» TO BE DONE:
1) Using the voltage stability text, decide whether each statement agrees with it, answering yes or no and quoting the deciding words: (a) Slow frequency instability is examined in detail. (b) The four phenomena shown in Figure 1 all happen within a similarly short time interval. (c) The methods chosen for analysis are the most common and most field-applicable real-time ones, as judged by the authors.
2) Pick out every line in the records that contains the word "chevron". Case counts.

# SOURCE EXTRACT start

Slow frequency instability is not explicitly analyzed here, as it is a phenomenon more related to the available active power generation and overall system inertia, rather than voltage deviations [4]. It is, however, possible that events in Figure 1 eventually lead to frequency instability [7,11,12]. This is not within the scope of this paper, as voltage-related instabilities are of interest. For more information regarding frequency instability, see [4]. Except for this, the short-term resonance stability is not explicitly considered here either, due to similar reasons.
As shown in Figure 1, all of the four phenomena occur in a similarly short time interval. This makes it very complicated to distinguish between them, especially in real-time. Furthermore, phenomena are often interconnected. In a practical scenario, it is very plausible that one of these events triggers another one. For instance, FIDVR can lead to widespread voltage instability and/or rotor angle stability [7], while rotor angle instability can initiate short-term voltage instability (or vice versa) [13]. It has been also demonstrated how a FIDVR event can cause a power imbalance, leading to a potential short-term frequency instability [12]. This can be expected for other types of instability as well, especially in systems with a high share of RES that might disconnect during/after severe disturbances. Overall, power systems are very complex dynamical systems, and drawing a clear line between different short-term phenomena is not always possible. Therefore, an inclusive method that can evaluate all of these voltage deviations rapidly would be highly beneficial in modern power systems. Such premise is taken as a basis of the analysis that follows.

3. Analysis of Short-Term Voltage Stability Evaluation Methods

Many methods present in the literature are trying to tackle the issue of short-term instability. It is important to consider that any method should deliver an improved predicting power in comparison to the simple and available voltage measurements. If a method fails to deliver a clear advantage in that sense, its performance-cost trade-off will be unsuitable for practical applications.
In this section, several short-term voltage stability evaluation methods are theoretically analyzed. The focus is on the most common and the most field-applicable real-time methods, as deemed by the authors.

# SOURCE EXTRACT end
# RECORDS FOR THIS TASK start

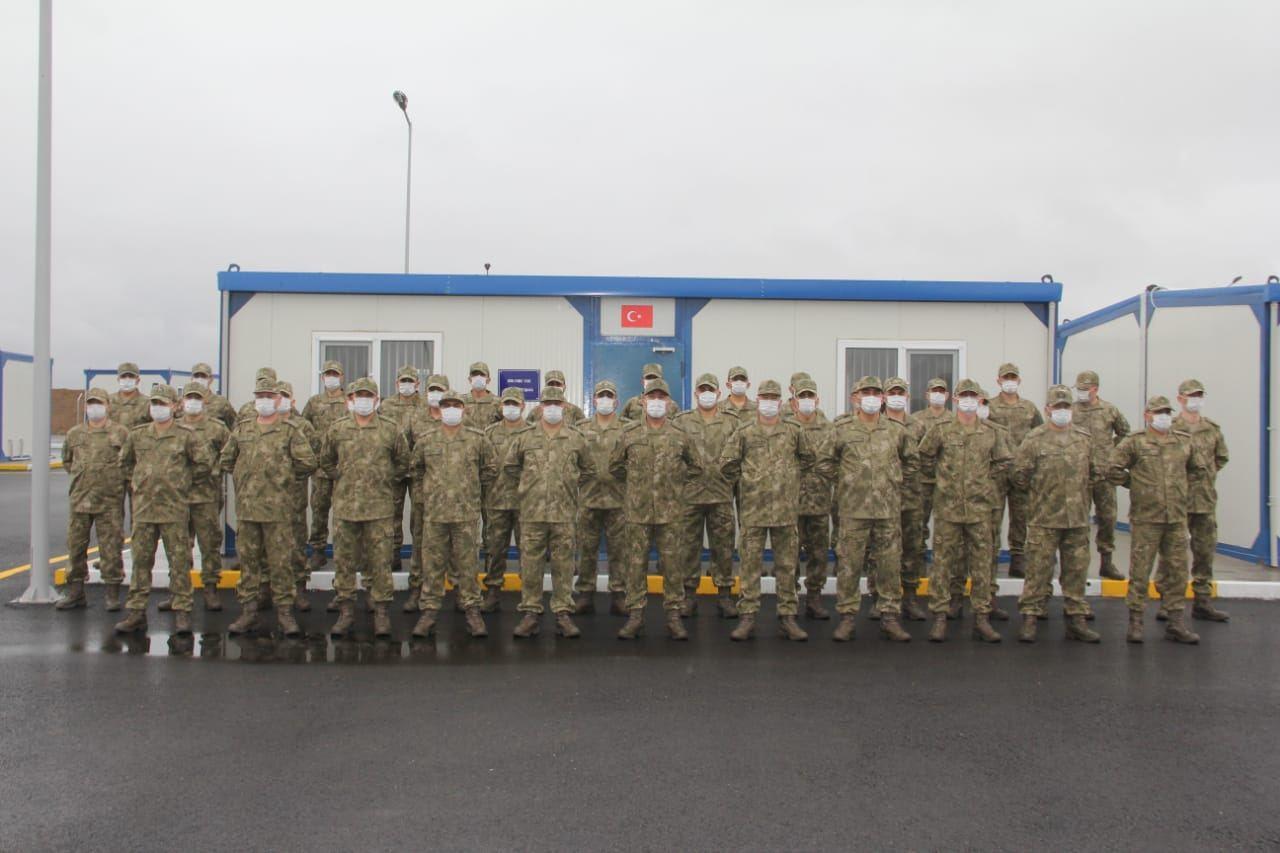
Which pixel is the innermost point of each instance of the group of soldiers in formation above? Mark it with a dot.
(476, 466)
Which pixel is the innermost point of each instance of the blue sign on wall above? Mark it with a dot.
(526, 381)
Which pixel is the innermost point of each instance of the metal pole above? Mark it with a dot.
(40, 589)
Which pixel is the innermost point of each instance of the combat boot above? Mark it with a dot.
(791, 630)
(892, 630)
(745, 629)
(983, 630)
(634, 626)
(1203, 609)
(135, 621)
(73, 596)
(528, 626)
(475, 623)
(1078, 629)
(566, 628)
(1134, 633)
(1178, 632)
(247, 620)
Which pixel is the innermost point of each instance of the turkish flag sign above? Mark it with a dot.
(638, 316)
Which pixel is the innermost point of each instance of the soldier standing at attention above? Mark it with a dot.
(502, 501)
(766, 459)
(654, 460)
(1107, 427)
(455, 466)
(552, 463)
(1055, 468)
(364, 455)
(708, 498)
(1019, 416)
(91, 457)
(1157, 466)
(266, 456)
(599, 518)
(967, 456)
(161, 457)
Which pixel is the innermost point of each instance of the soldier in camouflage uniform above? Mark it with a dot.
(160, 459)
(1055, 466)
(91, 457)
(967, 457)
(873, 461)
(599, 518)
(1019, 416)
(266, 456)
(552, 463)
(767, 459)
(654, 460)
(1107, 427)
(1157, 466)
(709, 498)
(455, 465)
(502, 501)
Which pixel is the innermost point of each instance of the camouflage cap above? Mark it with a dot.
(1191, 387)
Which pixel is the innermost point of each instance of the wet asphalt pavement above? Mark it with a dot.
(222, 743)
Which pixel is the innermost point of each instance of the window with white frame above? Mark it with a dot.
(375, 354)
(917, 361)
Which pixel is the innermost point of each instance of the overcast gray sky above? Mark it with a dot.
(1109, 144)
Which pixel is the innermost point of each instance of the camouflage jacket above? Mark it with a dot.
(92, 460)
(967, 464)
(1056, 468)
(161, 466)
(265, 463)
(552, 466)
(767, 463)
(1157, 471)
(872, 465)
(654, 464)
(453, 474)
(1208, 442)
(600, 492)
(708, 441)
(365, 463)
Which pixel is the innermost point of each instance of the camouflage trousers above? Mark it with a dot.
(205, 528)
(266, 557)
(668, 538)
(177, 547)
(955, 546)
(1072, 547)
(717, 520)
(110, 542)
(1106, 512)
(538, 539)
(786, 553)
(1169, 542)
(859, 541)
(498, 528)
(595, 528)
(813, 533)
(366, 547)
(449, 544)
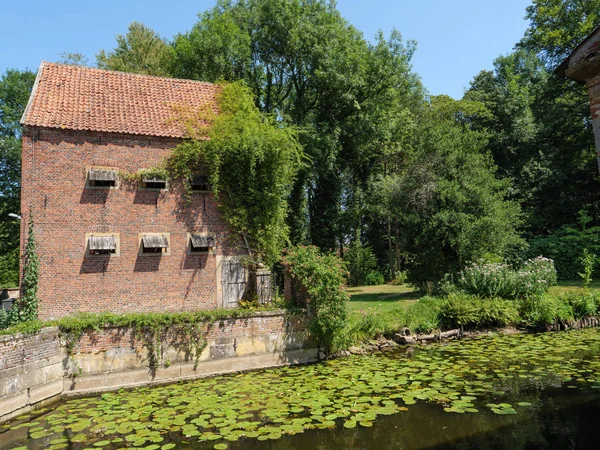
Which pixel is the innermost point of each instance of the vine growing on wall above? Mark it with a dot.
(24, 309)
(323, 276)
(251, 160)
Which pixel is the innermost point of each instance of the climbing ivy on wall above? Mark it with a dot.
(251, 160)
(24, 309)
(323, 276)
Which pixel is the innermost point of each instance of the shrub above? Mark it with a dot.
(4, 322)
(501, 280)
(375, 278)
(457, 310)
(543, 310)
(497, 312)
(399, 278)
(324, 277)
(587, 263)
(361, 263)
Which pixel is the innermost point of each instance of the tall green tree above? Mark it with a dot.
(252, 160)
(539, 124)
(140, 50)
(556, 27)
(304, 62)
(15, 87)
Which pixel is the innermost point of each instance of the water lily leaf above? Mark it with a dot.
(350, 424)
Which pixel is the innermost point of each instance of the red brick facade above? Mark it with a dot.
(54, 171)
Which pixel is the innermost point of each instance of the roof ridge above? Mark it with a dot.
(123, 73)
(87, 98)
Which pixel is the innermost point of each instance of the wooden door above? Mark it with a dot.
(233, 279)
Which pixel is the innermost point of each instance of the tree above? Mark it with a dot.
(539, 125)
(450, 206)
(15, 87)
(556, 27)
(74, 59)
(252, 159)
(304, 62)
(141, 50)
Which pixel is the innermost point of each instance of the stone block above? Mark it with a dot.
(167, 373)
(39, 393)
(11, 403)
(10, 385)
(250, 346)
(53, 372)
(32, 378)
(222, 351)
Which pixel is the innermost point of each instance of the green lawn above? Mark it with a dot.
(382, 298)
(388, 297)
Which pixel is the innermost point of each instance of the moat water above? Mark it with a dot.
(526, 391)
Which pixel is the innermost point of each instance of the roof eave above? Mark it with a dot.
(32, 95)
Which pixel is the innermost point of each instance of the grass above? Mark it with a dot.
(385, 297)
(572, 286)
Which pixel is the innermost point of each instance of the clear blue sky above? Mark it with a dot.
(456, 39)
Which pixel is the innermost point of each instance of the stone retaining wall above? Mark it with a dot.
(38, 369)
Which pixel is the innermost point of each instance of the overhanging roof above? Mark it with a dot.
(83, 98)
(584, 60)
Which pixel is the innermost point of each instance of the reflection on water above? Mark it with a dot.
(504, 392)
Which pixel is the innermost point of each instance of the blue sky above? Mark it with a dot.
(456, 39)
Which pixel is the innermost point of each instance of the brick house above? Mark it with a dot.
(583, 65)
(106, 244)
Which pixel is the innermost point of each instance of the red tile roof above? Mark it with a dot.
(82, 98)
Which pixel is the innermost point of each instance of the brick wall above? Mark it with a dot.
(54, 184)
(19, 350)
(37, 369)
(261, 324)
(593, 85)
(31, 371)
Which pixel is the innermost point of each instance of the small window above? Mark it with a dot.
(102, 178)
(155, 244)
(200, 183)
(154, 183)
(201, 243)
(102, 245)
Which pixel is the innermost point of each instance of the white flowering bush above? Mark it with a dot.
(489, 280)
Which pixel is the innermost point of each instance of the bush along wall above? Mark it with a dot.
(323, 276)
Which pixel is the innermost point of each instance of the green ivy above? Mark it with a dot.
(252, 160)
(323, 275)
(24, 308)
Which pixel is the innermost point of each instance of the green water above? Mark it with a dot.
(524, 391)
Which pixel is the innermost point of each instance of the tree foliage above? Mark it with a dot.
(15, 87)
(252, 160)
(141, 50)
(304, 62)
(323, 276)
(451, 208)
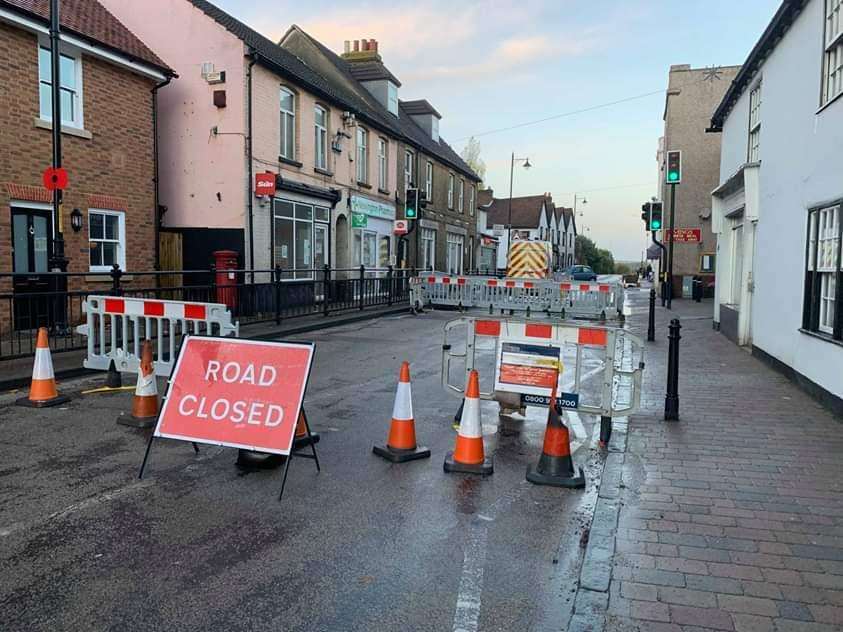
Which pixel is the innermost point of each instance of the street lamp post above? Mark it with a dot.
(527, 165)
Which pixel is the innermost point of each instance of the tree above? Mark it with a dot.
(471, 155)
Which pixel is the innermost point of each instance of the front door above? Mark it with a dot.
(31, 237)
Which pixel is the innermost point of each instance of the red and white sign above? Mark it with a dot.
(236, 393)
(264, 184)
(55, 178)
(685, 235)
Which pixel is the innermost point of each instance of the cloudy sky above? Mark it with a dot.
(488, 65)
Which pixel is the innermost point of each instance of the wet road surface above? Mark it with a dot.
(364, 545)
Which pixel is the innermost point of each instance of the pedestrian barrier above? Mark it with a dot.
(568, 299)
(42, 391)
(401, 445)
(597, 369)
(115, 327)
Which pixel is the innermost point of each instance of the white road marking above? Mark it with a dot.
(467, 614)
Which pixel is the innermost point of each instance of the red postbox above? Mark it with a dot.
(226, 264)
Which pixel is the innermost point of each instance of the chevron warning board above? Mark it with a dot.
(528, 260)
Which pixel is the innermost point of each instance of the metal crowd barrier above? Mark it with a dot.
(569, 299)
(600, 368)
(116, 328)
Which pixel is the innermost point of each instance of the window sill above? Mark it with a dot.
(821, 336)
(287, 161)
(70, 131)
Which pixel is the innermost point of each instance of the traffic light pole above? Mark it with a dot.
(670, 251)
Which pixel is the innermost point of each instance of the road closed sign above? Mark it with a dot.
(236, 393)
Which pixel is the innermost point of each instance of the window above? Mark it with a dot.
(70, 67)
(107, 237)
(288, 124)
(362, 155)
(754, 124)
(383, 175)
(823, 272)
(454, 258)
(408, 170)
(833, 58)
(320, 125)
(428, 253)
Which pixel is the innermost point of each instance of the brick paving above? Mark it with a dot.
(731, 518)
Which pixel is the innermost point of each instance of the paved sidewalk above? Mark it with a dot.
(732, 518)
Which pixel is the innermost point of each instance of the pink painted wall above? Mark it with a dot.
(202, 177)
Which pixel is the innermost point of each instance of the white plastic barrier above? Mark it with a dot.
(116, 328)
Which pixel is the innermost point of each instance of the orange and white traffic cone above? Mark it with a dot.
(145, 400)
(555, 465)
(302, 438)
(401, 443)
(42, 391)
(468, 455)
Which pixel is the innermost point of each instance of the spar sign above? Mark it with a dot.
(236, 393)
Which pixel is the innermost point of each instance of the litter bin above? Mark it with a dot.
(226, 279)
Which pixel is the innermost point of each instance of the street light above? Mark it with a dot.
(527, 165)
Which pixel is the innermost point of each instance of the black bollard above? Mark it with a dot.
(651, 320)
(671, 399)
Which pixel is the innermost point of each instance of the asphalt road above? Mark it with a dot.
(364, 545)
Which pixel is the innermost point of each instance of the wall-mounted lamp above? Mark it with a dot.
(76, 220)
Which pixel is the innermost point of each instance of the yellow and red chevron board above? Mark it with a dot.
(528, 260)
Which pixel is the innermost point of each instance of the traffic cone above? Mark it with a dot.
(145, 400)
(401, 443)
(301, 438)
(468, 455)
(555, 465)
(42, 392)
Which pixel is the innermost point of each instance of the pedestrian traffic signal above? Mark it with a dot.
(674, 167)
(411, 204)
(655, 216)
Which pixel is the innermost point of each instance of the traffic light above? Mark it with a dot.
(655, 216)
(674, 167)
(411, 204)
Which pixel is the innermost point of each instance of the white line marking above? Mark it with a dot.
(467, 614)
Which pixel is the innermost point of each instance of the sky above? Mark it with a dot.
(488, 65)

# RECORDS FOR THIS TASK end

» ANSWERS FOR THE EXERCISE:
1)
(a) No: "Slow frequency instability is not explicitly analyzed here"
(b) Yes: "all of the four phenomena occur in a similarly short time interval"
(c) Yes: "The focus is on the most common and the most field-applicable real-time methods, as deemed by the authors."

2)
Which pixel is the innermost point of each instance of the chevron warning board above? Mark it with a dot.
Which pixel is the innermost point of each instance of the yellow and red chevron board above? Mark it with a dot.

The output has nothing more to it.